— Aufgaben —
- A) Auf wie viele Waffen wird China sein Atomwaffenarsenal bis 2035 laut dem im Text über Atomwaffenarsenale genannten Pentagon-Bericht aufstocken?
- B) Führe den Text über Atomwaffenarsenale im Anschluss an seinen letzten Satz weiter.

───── Ausgangstext ─────

Im September 2020 warnte Admiral Charle Richard, Befehlshaber des Strategischen Kommandos der USA, das für das amerikanische Atomwaffenarsenal zuständig ist, dass „wir uns zum ersten Mal in der Geschichte unserer Nation mit zwei gleichwertigen nuklearen Konkurrenten konfrontiert sehen werden“. Richard bezog sich dabei auf die Atomwaffenarsenale von Russland und China.

Nach seinem Amtsantritt sah sich Biden sofort mit zwei großen Herausforderungen konfrontiert, für die er nicht gerüstet war: die Krise zwischen Russland und der Ukraine und Chinas Durchsetzung seiner nationalen Interessen in Taiwan und im Südchinesischen Meer.

In beiden Fällen bestand die Gefahr einer militärischen Eskalation bis hin zu einem direkten Konflikt zwischen dem US-Militär und den russischen und chinesischen Streitkräften, wobei in beiden Fällen die Möglichkeit eines Atomkriegs gegeben war.

Die Einleitung der russischen „militärischen Sonderoperation“ gegen die Ukraine im Februar 2022 brachte das Risiko einer Eskalation mit der NATO mit sich, was zu russischen Drohungen über den möglichen Einsatz von Atomwaffen führte, falls die NATO beschloss, direkt in der Ukraine zu intervenieren.

Und in einem Pentagon-Bericht vom November 2022 wird prognostiziert, dass China sein Atomwaffenarsenal bis zum Jahr 2035 von rund 400 auf mehr als 1.500 Waffen aufstocken wird.

───── Daten ─────

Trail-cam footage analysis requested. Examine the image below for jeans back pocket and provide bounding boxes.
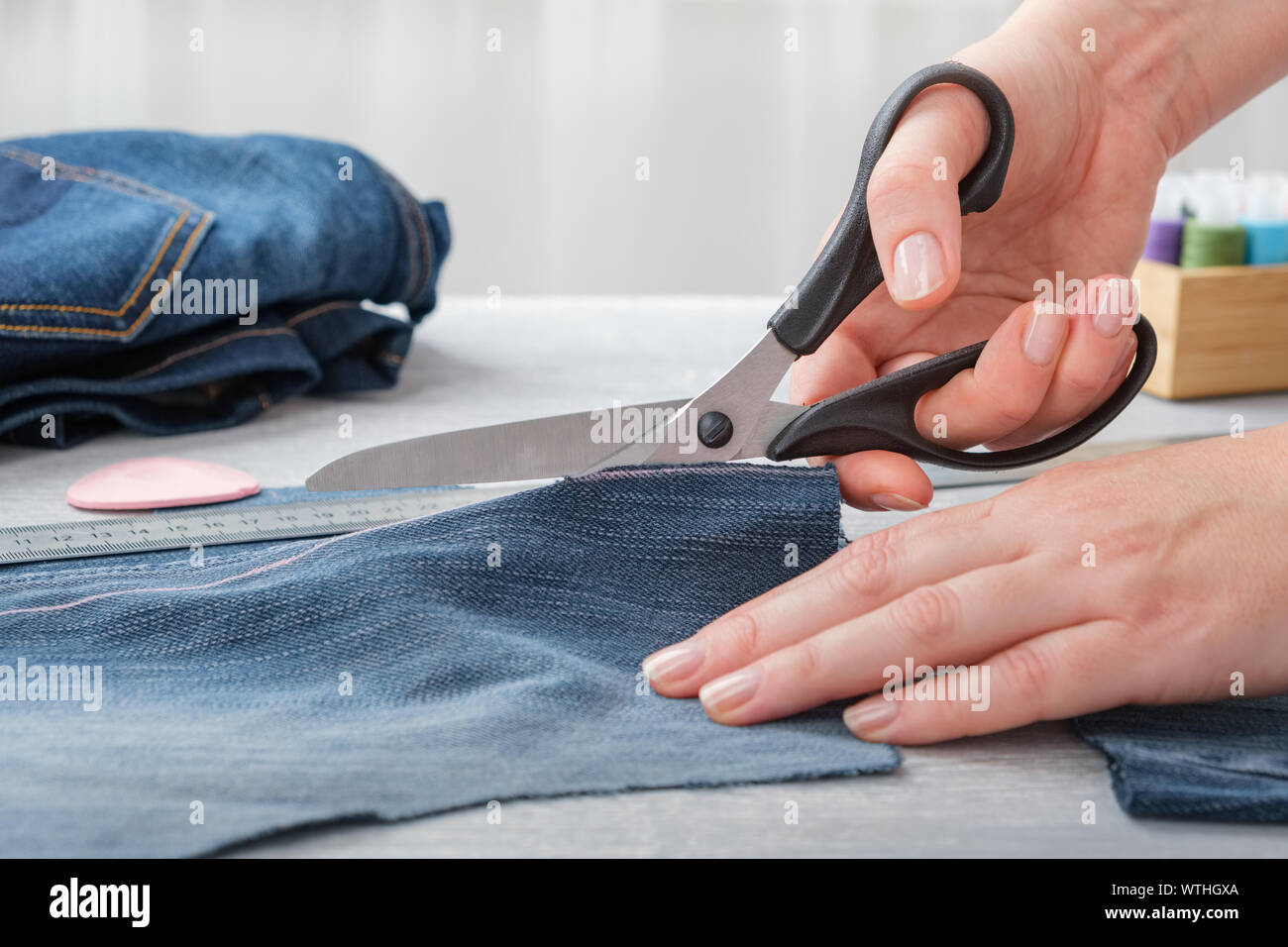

─────

— Erwartete Ergebnisse —
- A) Auf mehr als 1.500 Waffen.

- B)
Der neue START-Vertrag begrenzt die Anzahl der stationierten Atomsprengköpfe für die USA und Russland auf jeweils 1.550. Der Vertrag wurde nach dem Prinzip der bilateralen Gegenseitigkeit ausgehandelt.

Angesichts der Tatsache, dass die USA mit einem potenziellen chinesischen Atomwaffenarsenal von 1.500 Waffen und dem bestehenden russischen Arsenal von etwa der gleichen Anzahl konfrontiert sind, war klar, dass sich die USA in Bezug auf ihre strategischen Nuklearstreitkräfte in einer nachteiligen Position befinden würden, wenn sie nicht kontrolliert würden.

Während der NPR eine allgemeine politische Erklärung zum US-Kernwaffenarsenal abgibt, gibt es zwei weitere Dokumente – die Nuclear Employment Guidance des Präsidenten und die Nuclear Weapons Employment Planning and Posture Guidance des Verteidigungsministers – die die Planung für den tatsächlichen Einsatz von Kernwaffen im Einklang mit der nationalen Politik steuern.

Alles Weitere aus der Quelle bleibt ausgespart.